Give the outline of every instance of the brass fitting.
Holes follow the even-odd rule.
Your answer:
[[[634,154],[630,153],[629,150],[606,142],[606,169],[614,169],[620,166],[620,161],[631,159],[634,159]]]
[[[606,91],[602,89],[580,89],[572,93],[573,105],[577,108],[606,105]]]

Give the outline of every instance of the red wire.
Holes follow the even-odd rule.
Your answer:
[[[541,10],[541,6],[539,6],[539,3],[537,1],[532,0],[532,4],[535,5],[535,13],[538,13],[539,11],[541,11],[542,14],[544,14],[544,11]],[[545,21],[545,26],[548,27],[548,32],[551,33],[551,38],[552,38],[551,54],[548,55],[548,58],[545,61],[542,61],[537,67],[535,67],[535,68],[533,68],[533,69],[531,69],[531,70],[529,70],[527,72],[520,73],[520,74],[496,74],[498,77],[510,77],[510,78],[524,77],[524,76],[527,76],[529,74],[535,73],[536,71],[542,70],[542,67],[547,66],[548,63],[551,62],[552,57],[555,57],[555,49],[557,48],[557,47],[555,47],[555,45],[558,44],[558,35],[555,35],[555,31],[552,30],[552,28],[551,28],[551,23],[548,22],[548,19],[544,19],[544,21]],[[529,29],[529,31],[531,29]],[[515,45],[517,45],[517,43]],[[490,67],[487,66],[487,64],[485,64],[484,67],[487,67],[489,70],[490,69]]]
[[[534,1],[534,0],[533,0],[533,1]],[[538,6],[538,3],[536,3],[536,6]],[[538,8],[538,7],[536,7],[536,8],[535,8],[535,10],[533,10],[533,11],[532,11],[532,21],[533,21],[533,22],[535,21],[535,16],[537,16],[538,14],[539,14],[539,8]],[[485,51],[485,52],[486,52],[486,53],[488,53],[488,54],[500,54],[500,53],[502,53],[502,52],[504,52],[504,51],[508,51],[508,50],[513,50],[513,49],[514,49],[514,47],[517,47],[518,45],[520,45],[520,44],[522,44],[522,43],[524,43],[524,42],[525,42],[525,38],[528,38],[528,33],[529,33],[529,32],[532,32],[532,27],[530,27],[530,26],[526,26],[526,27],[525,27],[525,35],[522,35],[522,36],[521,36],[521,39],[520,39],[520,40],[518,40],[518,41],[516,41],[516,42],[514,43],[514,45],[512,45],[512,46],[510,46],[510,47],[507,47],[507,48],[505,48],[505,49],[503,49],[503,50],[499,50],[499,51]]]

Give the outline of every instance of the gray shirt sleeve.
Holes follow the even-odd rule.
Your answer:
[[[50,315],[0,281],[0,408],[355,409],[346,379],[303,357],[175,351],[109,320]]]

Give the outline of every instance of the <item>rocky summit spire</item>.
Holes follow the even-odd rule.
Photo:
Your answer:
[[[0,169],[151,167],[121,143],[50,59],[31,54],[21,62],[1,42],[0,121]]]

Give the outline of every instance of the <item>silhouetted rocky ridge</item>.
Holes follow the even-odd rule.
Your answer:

Set task: Rewrite all the records above, replacing "even-odd rule" with "nonzero winding rule" wherever it occurs and changing nothing else.

Finished answer:
Give the outline of every instance of the brass fitting.
Holes follow the nonzero winding rule.
Your answer:
[[[634,154],[630,153],[629,150],[606,142],[606,169],[614,169],[620,166],[620,161],[631,159],[634,159]]]
[[[606,91],[602,89],[580,89],[572,93],[573,105],[577,108],[606,105]]]

Give the outline of every instance of the red wire.
Holes follow the nonzero winding rule.
Your answer:
[[[541,10],[541,6],[539,6],[539,3],[537,1],[532,0],[532,4],[535,5],[535,13],[538,13],[539,11],[541,11],[542,14],[544,14],[544,11]],[[545,21],[545,26],[548,27],[548,32],[551,33],[551,38],[552,38],[551,54],[548,55],[548,58],[545,61],[542,61],[537,67],[535,67],[535,68],[533,68],[533,69],[531,69],[531,70],[529,70],[527,72],[520,73],[520,74],[496,74],[498,77],[510,77],[510,78],[524,77],[524,76],[527,76],[529,74],[535,73],[536,71],[542,70],[542,67],[547,66],[548,63],[551,62],[552,57],[555,57],[555,49],[557,48],[557,47],[555,47],[555,45],[558,44],[558,35],[555,35],[555,31],[552,30],[552,28],[551,28],[551,23],[548,22],[548,19],[544,19],[544,21]],[[529,29],[529,31],[531,29]],[[515,45],[517,45],[517,43]],[[490,67],[487,66],[487,64],[485,64],[484,67],[487,67],[489,70],[490,69]]]
[[[534,1],[534,0],[533,0],[533,1]],[[538,6],[538,3],[536,3],[536,6]],[[538,8],[538,7],[536,7],[536,8],[535,8],[535,10],[533,10],[533,11],[532,11],[532,21],[533,21],[533,22],[535,21],[535,16],[537,16],[538,14],[539,14],[539,8]],[[485,51],[485,52],[486,52],[486,53],[488,53],[488,54],[500,54],[500,53],[502,53],[502,52],[504,52],[504,51],[508,51],[508,50],[513,50],[513,49],[514,49],[514,47],[517,47],[518,45],[520,45],[520,44],[522,44],[522,43],[524,43],[524,42],[525,42],[525,38],[528,38],[528,33],[529,33],[529,32],[532,32],[532,27],[530,27],[530,26],[526,26],[526,27],[525,27],[525,35],[522,35],[522,36],[521,36],[521,39],[520,39],[520,40],[518,40],[518,41],[516,41],[516,42],[514,43],[514,45],[512,45],[512,46],[510,46],[510,47],[507,47],[507,48],[505,48],[505,49],[503,49],[503,50],[499,50],[499,51]]]

Give the outline of every instance of the gray shirt sleeve.
Holes follow the nonzero winding rule.
Your answer:
[[[50,315],[0,281],[0,408],[355,409],[346,379],[303,357],[175,351],[109,320]]]

Give the outline of every instance of the <item>rocky summit spire</item>.
Holes follow the nonzero winding rule.
Photo:
Your answer:
[[[0,169],[151,167],[121,143],[50,59],[31,54],[21,62],[1,42],[0,121]]]

Give the outline of every instance of the <item>silhouetted rocky ridge</item>.
Holes follow the nonzero winding rule.
Your answer:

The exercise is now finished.